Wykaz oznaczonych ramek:
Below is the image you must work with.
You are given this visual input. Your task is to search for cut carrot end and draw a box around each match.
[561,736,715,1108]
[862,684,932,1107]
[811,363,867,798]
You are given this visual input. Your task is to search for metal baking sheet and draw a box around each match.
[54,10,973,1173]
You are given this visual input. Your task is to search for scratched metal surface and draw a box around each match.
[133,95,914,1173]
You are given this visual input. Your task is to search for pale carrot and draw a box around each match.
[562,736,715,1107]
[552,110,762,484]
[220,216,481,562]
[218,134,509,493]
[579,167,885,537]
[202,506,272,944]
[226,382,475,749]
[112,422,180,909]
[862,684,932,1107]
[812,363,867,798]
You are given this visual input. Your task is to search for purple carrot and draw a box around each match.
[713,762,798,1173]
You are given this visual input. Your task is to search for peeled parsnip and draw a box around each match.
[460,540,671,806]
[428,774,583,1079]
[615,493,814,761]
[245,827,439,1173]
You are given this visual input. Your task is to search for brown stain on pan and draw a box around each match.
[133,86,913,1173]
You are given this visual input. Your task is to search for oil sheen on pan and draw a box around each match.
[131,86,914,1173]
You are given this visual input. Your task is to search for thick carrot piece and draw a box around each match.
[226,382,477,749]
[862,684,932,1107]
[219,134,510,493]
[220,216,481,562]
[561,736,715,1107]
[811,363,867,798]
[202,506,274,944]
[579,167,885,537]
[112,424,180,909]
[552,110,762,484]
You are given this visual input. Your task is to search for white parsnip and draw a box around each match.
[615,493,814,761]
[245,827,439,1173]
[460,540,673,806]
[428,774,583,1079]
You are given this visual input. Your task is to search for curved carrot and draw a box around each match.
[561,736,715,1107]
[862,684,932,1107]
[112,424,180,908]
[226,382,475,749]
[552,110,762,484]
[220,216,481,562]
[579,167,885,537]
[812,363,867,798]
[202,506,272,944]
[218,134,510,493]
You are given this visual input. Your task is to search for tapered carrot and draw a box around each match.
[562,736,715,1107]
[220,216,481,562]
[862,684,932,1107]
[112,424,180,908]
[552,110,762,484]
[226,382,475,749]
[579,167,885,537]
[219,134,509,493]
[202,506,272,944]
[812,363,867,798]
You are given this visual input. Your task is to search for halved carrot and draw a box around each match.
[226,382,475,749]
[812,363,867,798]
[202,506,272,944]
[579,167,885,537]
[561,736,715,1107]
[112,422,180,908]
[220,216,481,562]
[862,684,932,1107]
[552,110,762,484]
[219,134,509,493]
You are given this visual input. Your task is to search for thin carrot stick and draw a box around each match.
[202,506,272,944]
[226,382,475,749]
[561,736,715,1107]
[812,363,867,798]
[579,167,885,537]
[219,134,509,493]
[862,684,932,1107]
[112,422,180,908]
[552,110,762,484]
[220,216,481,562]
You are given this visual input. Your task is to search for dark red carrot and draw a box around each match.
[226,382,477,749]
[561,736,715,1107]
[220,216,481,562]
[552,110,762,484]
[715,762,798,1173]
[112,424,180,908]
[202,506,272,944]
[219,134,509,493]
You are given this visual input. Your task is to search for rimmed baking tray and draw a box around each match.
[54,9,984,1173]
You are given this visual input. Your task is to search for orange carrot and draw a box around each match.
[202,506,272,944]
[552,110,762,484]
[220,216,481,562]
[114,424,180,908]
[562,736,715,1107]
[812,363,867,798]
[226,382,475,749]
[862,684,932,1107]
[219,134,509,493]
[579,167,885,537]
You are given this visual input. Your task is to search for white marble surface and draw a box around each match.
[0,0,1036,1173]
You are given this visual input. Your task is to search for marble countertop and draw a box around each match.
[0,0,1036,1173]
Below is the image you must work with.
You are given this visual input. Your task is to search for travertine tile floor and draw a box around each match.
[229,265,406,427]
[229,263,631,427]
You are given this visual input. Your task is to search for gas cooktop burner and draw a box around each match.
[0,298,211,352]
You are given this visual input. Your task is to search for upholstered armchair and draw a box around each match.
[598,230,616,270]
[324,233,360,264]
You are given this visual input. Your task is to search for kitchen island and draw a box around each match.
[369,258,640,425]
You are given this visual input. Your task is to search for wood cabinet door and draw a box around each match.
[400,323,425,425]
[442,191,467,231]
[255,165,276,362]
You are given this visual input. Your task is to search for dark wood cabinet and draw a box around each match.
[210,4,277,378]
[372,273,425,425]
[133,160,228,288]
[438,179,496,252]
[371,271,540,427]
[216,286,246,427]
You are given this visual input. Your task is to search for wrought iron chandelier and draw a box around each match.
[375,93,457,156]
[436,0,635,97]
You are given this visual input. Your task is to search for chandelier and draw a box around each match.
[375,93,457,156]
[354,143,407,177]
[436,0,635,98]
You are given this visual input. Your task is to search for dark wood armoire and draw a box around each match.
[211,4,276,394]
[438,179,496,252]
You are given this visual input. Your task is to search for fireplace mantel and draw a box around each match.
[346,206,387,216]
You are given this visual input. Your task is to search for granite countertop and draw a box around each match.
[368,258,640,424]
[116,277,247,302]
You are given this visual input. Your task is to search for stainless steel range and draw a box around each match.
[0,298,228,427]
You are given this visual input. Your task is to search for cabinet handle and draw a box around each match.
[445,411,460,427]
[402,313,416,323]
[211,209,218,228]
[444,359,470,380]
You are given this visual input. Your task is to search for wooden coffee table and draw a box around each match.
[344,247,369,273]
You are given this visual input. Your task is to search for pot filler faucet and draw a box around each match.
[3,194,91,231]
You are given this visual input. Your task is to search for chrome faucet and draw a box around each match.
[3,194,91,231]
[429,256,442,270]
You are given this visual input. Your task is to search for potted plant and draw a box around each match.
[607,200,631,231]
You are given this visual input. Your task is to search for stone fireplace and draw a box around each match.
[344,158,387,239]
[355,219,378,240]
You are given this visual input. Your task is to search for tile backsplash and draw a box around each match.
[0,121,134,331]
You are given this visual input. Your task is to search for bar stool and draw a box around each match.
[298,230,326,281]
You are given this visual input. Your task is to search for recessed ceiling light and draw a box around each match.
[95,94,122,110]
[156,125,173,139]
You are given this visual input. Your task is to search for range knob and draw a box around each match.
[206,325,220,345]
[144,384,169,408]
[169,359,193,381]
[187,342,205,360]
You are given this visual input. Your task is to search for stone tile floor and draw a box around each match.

◆ **Polecenie**:
Podaj samą liczbę wierszy powyższego wykazu, które zawierają ciąg "parsnip", z uwzględnieniem wielkości liter.

◆ **Oczekiwany wynik**:
2